What you should do
Find the number of lines in these records where the word "sleeve" appears. Reply with that number and nothing more.

-- Given records follows --

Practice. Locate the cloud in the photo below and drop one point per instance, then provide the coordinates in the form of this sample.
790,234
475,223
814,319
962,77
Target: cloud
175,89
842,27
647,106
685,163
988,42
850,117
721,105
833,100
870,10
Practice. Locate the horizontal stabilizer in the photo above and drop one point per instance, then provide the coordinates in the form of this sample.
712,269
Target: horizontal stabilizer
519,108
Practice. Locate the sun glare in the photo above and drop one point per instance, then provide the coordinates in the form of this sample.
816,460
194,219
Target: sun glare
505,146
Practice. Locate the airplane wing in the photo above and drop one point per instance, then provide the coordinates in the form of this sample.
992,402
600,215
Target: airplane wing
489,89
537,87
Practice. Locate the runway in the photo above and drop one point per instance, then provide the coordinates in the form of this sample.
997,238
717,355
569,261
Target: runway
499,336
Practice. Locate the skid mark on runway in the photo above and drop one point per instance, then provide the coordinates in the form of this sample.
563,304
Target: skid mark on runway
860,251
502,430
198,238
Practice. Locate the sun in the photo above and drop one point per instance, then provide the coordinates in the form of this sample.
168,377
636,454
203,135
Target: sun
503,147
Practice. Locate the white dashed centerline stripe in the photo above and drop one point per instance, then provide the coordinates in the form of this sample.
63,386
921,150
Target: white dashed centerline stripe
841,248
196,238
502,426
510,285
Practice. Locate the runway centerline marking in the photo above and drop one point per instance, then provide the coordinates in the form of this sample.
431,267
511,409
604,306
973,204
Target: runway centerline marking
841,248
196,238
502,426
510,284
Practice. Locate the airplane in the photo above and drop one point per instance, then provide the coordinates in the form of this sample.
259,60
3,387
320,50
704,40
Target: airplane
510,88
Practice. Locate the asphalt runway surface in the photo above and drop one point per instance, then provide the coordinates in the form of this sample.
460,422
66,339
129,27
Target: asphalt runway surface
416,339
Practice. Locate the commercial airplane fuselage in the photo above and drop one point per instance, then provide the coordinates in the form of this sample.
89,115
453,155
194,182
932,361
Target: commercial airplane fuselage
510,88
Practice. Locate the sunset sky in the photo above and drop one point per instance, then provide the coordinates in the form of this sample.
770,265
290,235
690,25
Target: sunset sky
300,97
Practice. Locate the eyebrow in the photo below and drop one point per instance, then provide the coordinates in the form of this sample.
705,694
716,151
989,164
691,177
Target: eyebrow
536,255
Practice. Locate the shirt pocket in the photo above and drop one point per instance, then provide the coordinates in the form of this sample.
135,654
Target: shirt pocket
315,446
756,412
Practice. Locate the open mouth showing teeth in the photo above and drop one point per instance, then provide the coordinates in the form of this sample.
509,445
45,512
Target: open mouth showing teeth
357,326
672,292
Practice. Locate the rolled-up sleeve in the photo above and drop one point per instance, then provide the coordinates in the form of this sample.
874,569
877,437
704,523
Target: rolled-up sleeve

-- Given records concluded --

Response
2